### EXTRACT TO READ
Being loved by God is far different than any love ever. It's a love that cannot be earned. It cannot be purchased. It cannot be discouraged. It cannot be lost. It is forever, it is sustaining. It is a love that enables me to love. His love allows me to trust, to grow, and even fail. His love is the foundation of everything. Because He is love. Living loved. It's where I want to live. It's where I want to be. I am His beloved. And my goal is to live loved. Be Loved.
Tuesday, December 24, 2013
Grief
December 4, 2013
There's no silence louder than the silence after the machines stop. Today at 1:10 pm, my dad was healed; finally and completely. Thank you for your prayers. My heart is completely shattered. My precious dad, what will I do without you?
December 5, 2013
"Great is Thy Faithfulness, O, God my Father,
There is no shadow of turning with thee.
Thou changest not, Thy compassions they fail not.
As Thou hast been, Thou forever, will be."
December 6, 2013
I woke up to find this text from one of my darlings.
"Got my Christmas present.
I haven't been able to stop crying. I'm laying in bed looking for background photos of orchids, to remind me of grandpa, and all of the sudden the heartache went away and I knew he was in my room. I thought to myself, "we still have to get those tattoos grandpa." And I heard his voice in my head say "yes we do sweetheart." I felt warm from my head to my toes. He is here with me mom. With all of us. We just have to sit quietly and listen. You can feel his spirit. His warm loving soul. Now I can sleep peacefully knowing he is with me and you. He always will be. I love you so much mom. Good night."

### RECORD SET
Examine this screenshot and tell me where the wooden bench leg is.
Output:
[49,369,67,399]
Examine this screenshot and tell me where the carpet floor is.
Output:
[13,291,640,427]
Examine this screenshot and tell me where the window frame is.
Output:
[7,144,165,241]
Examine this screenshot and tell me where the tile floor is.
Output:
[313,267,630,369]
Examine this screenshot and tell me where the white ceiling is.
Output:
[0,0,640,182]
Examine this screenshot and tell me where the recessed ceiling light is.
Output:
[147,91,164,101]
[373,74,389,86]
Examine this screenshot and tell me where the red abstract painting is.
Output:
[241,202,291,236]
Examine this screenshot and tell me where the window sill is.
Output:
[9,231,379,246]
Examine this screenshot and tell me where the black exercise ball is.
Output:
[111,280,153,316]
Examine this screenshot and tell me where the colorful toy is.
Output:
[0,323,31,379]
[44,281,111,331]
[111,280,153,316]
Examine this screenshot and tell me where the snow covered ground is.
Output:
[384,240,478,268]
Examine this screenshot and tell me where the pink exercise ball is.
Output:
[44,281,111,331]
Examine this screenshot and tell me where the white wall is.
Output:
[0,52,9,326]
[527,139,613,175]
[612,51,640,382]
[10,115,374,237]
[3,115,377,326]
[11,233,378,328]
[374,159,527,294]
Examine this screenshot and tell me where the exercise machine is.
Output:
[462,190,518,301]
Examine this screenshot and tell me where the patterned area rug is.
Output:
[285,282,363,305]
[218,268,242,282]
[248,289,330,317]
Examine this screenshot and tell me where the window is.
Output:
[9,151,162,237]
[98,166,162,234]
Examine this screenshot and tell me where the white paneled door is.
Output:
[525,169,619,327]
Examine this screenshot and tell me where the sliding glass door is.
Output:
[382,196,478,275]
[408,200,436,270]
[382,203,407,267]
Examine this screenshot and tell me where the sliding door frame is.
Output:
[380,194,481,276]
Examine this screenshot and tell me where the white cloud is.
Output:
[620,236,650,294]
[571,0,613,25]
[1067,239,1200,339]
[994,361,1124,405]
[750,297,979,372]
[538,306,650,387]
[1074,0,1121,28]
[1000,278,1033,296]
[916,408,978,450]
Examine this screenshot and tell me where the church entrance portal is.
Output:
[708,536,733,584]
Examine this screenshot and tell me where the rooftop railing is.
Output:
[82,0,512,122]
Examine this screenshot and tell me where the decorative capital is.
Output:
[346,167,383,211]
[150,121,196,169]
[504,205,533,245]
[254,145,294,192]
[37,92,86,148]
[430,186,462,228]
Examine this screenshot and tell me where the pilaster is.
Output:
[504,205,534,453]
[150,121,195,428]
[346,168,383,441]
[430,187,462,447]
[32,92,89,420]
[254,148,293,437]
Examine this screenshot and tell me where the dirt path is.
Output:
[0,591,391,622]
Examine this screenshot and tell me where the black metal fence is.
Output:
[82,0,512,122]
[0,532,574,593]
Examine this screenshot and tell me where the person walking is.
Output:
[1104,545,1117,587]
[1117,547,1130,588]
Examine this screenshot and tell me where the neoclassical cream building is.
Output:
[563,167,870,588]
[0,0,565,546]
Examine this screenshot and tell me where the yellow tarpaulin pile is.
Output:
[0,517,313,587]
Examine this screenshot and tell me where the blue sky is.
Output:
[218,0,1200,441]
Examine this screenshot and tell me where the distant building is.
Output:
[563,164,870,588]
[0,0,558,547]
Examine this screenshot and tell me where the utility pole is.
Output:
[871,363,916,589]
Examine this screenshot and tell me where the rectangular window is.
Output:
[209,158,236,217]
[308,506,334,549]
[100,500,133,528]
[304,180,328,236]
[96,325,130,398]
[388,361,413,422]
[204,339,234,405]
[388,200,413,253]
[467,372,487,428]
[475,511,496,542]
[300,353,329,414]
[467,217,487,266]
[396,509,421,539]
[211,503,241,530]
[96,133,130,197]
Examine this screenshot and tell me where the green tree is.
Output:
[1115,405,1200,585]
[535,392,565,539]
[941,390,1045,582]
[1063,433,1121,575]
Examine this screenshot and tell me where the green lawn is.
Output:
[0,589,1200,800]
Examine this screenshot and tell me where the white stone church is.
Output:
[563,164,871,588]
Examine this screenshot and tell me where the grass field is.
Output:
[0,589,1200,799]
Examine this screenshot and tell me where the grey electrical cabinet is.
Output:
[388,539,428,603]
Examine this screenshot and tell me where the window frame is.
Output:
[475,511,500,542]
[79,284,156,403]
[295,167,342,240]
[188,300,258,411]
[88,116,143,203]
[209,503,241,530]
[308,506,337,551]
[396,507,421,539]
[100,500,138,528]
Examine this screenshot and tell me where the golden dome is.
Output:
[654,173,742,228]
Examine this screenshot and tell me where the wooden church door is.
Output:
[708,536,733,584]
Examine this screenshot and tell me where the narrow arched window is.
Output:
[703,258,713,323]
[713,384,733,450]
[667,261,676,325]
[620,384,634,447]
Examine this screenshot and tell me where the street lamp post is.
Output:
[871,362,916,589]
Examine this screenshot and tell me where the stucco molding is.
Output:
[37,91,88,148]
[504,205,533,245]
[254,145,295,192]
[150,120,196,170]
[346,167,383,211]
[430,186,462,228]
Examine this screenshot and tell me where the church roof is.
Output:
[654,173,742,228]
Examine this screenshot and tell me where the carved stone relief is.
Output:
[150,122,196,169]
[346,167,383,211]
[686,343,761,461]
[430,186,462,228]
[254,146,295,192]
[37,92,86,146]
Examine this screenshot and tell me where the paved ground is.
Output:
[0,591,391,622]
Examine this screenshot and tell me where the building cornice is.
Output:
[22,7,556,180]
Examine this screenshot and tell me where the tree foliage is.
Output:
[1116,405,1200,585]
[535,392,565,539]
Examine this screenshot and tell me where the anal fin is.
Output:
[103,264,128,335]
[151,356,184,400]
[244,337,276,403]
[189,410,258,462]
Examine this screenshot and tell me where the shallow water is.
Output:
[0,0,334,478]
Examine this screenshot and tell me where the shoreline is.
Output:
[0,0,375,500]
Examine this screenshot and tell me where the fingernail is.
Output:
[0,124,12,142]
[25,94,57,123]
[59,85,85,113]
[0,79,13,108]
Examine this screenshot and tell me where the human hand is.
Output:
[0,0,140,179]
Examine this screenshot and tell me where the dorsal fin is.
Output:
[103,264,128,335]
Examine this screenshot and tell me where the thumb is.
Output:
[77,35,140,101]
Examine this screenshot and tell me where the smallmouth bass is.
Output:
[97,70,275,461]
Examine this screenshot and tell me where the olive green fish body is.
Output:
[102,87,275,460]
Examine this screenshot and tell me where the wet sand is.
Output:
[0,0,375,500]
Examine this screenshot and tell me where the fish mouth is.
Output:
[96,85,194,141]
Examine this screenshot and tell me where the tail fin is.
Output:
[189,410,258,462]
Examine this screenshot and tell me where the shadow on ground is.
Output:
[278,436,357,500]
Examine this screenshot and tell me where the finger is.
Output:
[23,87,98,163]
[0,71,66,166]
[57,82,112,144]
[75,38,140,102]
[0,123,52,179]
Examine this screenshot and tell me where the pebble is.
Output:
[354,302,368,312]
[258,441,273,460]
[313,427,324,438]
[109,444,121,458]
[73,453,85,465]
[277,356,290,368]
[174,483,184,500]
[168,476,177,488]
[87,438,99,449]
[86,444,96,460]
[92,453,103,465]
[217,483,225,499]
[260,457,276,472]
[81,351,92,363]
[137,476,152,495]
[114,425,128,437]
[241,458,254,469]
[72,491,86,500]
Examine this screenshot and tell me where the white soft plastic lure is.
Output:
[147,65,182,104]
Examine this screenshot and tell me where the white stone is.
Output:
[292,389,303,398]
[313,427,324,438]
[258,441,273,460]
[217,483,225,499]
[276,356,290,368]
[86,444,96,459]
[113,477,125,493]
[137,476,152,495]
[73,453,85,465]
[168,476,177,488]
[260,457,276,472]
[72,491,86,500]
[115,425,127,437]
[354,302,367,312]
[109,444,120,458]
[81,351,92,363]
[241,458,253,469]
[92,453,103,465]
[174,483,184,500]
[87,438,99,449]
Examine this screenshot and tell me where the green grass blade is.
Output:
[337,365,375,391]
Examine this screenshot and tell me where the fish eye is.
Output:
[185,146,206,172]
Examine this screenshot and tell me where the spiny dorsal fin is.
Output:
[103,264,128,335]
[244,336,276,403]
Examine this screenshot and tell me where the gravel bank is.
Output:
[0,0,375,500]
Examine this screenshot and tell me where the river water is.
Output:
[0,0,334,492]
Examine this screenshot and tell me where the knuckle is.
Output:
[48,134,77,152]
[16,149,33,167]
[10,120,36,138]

### TASK LIST
1 – From the grief post above, set down the passage between "Being loved by" and "loved. Be Loved.", inclusive, without changing a word.
2 – According to the grief post, what was the sender of the December 6 text message looking for while lying in bed?
3 – Condense the paragraph of the grief post that begins "Being loved by God is far different" into a short list that keeps its main points.

### ANSWERS PROVIDED
1 –
Being loved by God is far different than any love ever. It's a love that cannot be earned. It cannot be purchased. It cannot be discouraged. It cannot be lost. It is forever, it is sustaining. It is a love that enables me to love. His love allows me to trust, to grow, and even fail. His love is the foundation of everything. Because He is love. Living loved. It's where I want to live. It's where I want to be. I am His beloved. And my goal is to live loved. Be Loved.

2 – Background photos of orchids, as a reminder of grandpa.

3 –
- God's love is unlike any other love.
- It cannot be earned, purchased, discouraged, or lost.
- It is forever and sustaining, and it enables the writer to love.
- It allows the writer to trust, to grow, and even to fail.
- It is the foundation of everything, because He is love.
- The writer is His beloved and aims to live loved.